Records supplied →
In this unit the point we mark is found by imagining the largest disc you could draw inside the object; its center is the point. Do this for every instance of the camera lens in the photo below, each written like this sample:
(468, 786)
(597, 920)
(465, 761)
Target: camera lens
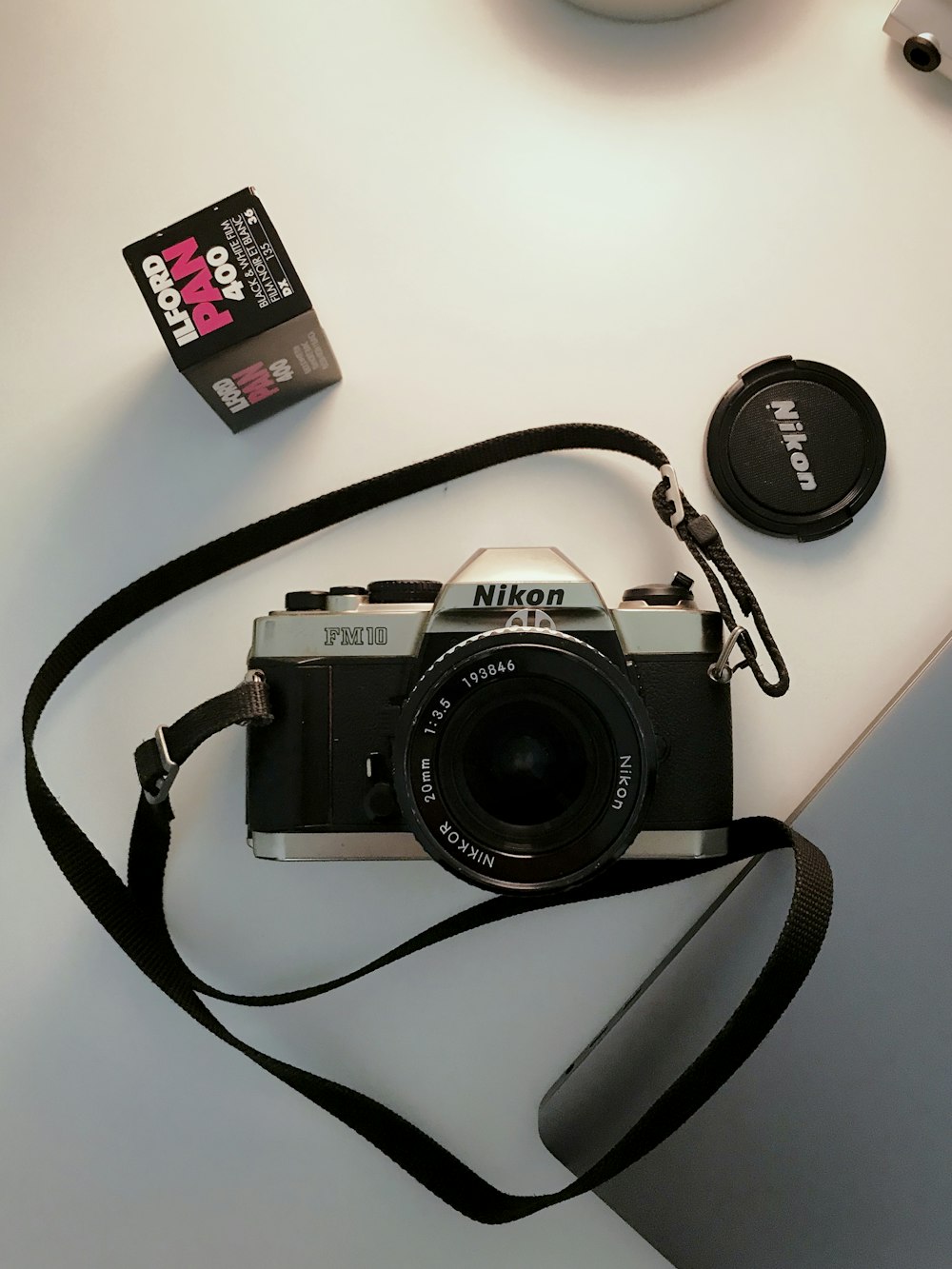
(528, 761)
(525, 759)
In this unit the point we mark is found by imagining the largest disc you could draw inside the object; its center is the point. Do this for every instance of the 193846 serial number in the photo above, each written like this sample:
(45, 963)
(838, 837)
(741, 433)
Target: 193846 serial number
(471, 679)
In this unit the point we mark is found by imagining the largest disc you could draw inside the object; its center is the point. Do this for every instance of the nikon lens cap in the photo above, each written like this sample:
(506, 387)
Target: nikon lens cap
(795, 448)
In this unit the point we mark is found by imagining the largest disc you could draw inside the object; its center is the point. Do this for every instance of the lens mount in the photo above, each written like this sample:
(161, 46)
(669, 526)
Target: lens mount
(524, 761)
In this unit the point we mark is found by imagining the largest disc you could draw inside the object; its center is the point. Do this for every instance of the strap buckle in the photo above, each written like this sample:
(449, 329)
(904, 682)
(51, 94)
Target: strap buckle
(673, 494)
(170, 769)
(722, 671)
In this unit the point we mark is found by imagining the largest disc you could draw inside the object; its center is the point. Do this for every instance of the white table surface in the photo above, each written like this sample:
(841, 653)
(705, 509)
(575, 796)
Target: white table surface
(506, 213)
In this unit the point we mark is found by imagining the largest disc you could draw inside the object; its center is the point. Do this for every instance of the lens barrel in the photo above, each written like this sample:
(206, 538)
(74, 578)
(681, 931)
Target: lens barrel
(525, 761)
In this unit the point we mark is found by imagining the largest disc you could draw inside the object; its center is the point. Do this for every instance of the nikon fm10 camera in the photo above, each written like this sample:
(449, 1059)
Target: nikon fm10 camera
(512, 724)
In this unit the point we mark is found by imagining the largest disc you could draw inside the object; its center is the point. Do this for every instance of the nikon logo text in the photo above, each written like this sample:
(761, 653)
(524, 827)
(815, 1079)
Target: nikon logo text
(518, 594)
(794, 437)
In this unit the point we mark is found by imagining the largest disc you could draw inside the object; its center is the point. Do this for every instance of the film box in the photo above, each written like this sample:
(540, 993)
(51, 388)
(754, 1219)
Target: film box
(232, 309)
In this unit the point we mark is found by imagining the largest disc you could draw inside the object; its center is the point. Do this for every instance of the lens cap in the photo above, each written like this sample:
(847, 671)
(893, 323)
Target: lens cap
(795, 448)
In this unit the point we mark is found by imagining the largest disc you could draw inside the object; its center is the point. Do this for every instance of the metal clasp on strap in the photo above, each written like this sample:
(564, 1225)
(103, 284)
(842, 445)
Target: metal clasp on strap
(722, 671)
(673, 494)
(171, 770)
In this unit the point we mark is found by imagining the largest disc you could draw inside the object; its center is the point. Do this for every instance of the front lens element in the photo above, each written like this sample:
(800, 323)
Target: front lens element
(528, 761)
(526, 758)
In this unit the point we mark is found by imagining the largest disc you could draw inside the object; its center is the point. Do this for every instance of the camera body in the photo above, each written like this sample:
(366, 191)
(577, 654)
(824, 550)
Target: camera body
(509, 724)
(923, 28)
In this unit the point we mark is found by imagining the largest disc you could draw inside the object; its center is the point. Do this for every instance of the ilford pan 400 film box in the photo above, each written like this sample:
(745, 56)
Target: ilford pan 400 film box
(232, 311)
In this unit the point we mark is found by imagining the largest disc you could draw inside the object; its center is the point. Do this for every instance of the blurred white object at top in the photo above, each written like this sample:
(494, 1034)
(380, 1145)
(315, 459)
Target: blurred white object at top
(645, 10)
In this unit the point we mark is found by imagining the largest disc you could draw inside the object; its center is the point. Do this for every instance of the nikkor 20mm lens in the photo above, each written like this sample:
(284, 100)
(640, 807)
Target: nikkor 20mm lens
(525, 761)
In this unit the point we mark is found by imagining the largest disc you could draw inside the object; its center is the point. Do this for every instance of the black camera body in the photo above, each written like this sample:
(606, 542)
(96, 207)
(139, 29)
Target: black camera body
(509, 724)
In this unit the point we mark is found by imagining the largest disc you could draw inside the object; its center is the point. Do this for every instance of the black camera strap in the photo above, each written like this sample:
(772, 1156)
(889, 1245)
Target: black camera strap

Work to complete → Return, unchanged, each line from the line containing "the black camera body" through the last line of the material.

Answer to the problem →
In this unit the point we mark is found by imagining the largest disc you could draw inside the object; its center is the point. Do this for every instance of the black camera body in the photo above, each written like this sample:
(606, 542)
(96, 207)
(139, 29)
Target: black camera body
(509, 724)
In this unit the point we mark is found by imagining the largest disc you could draw inside the object; its center is the point. Do this for every instance of the black camera strap in the photo above, each written like this sample:
(772, 1156)
(889, 1245)
Target: black camera strap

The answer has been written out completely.